Required task: Swap each "Detection result" in the lines below for "Detected boxes" and write all the lines out again, leaving everything else as it is.

-- START OF Data section --

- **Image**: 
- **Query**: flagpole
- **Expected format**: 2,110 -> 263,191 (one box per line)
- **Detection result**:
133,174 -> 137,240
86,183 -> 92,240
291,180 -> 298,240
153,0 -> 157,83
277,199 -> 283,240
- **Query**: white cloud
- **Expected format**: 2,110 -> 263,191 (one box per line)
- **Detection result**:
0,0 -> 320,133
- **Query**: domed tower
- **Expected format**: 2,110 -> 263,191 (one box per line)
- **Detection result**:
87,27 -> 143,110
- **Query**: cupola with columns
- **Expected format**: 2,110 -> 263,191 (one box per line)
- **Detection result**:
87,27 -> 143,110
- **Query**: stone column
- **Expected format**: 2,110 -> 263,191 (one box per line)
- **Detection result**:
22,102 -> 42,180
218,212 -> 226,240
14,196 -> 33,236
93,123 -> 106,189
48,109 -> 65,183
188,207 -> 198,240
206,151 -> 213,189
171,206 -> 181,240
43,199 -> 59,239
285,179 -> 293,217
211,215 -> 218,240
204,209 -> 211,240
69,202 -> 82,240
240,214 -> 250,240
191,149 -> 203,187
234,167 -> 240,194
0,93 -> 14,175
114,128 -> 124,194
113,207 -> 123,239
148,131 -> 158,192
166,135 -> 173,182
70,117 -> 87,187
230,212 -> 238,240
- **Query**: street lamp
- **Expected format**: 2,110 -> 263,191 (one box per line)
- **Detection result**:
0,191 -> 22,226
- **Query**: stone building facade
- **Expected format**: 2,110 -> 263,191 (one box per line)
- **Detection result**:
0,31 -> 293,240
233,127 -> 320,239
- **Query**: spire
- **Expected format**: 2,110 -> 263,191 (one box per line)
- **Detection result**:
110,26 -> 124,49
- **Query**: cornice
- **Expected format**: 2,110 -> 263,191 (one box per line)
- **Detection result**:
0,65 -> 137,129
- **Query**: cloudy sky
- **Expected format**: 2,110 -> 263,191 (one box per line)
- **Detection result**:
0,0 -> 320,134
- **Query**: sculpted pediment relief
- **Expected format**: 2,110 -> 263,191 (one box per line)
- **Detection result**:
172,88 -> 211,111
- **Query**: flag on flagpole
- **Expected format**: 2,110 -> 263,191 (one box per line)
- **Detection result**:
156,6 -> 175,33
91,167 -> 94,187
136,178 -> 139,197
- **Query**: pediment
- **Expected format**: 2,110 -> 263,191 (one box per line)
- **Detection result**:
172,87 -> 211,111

-- END OF Data section --

Task answer:
- **Image**: 
- **Query**: flagpole
- **Expected format**: 2,110 -> 263,191 (one box per line)
- **Detected boxes**:
133,174 -> 137,240
86,183 -> 92,240
291,180 -> 298,240
153,0 -> 157,83
277,199 -> 283,240
- **Query**: white cloud
- **Expected format**: 2,110 -> 263,191 (one box per line)
- **Detected boxes**:
0,0 -> 320,133
- **Query**: domed tower
- **Expected format**: 2,110 -> 263,191 (one box per line)
- **Detected boxes**:
87,27 -> 143,110
- **Query**: cupola with columns
- **Expected format**: 2,110 -> 263,191 (one box per line)
- **Detected boxes**:
87,27 -> 143,110
- **Query**: stone column
- **Expected format**: 2,110 -> 263,191 (one box per line)
- **Detected boxes**:
22,102 -> 42,180
218,212 -> 226,240
14,196 -> 33,236
93,123 -> 106,189
48,109 -> 65,183
188,207 -> 198,240
206,151 -> 213,189
171,206 -> 181,240
43,199 -> 59,239
285,179 -> 293,217
211,215 -> 218,240
204,209 -> 211,240
69,202 -> 82,240
240,214 -> 250,240
191,149 -> 203,187
234,167 -> 240,194
0,93 -> 14,175
114,128 -> 124,194
113,207 -> 123,239
148,131 -> 158,192
166,135 -> 173,182
70,117 -> 87,187
230,212 -> 238,240
- **Query**: street lamp
- **Expected format**: 2,110 -> 263,191 (one box per line)
- **Detected boxes**:
0,191 -> 22,226
- **Query**: stone building facade
- **Expected format**: 2,110 -> 263,191 (one box per line)
- **Detected boxes**:
0,31 -> 293,240
233,127 -> 320,239
- **Query**: spire
- **Expected format**: 2,110 -> 263,191 (one box per line)
- **Detected boxes**:
110,26 -> 124,49
- **Query**: cornice
- **Expected format**: 2,110 -> 263,191 (one box per line)
- **Detected boxes**:
0,65 -> 137,129
- **Query**: cloudy sky
- **Expected format**: 2,110 -> 263,191 (one box per line)
- **Detected boxes**:
0,0 -> 320,134
- **Query**: sculpted pediment relief
- **Expected format**: 2,110 -> 263,191 (one box per line)
- **Detected boxes**:
172,88 -> 211,111
- **Query**: flag on flagpole
- **Expected format**: 2,110 -> 263,191 (one box per line)
- **Detected boxes**:
156,6 -> 175,33
91,167 -> 94,187
136,178 -> 139,197
- **Query**: pediment
- **Expected format**: 2,110 -> 263,191 (one box per line)
- **Detected boxes**:
172,87 -> 211,111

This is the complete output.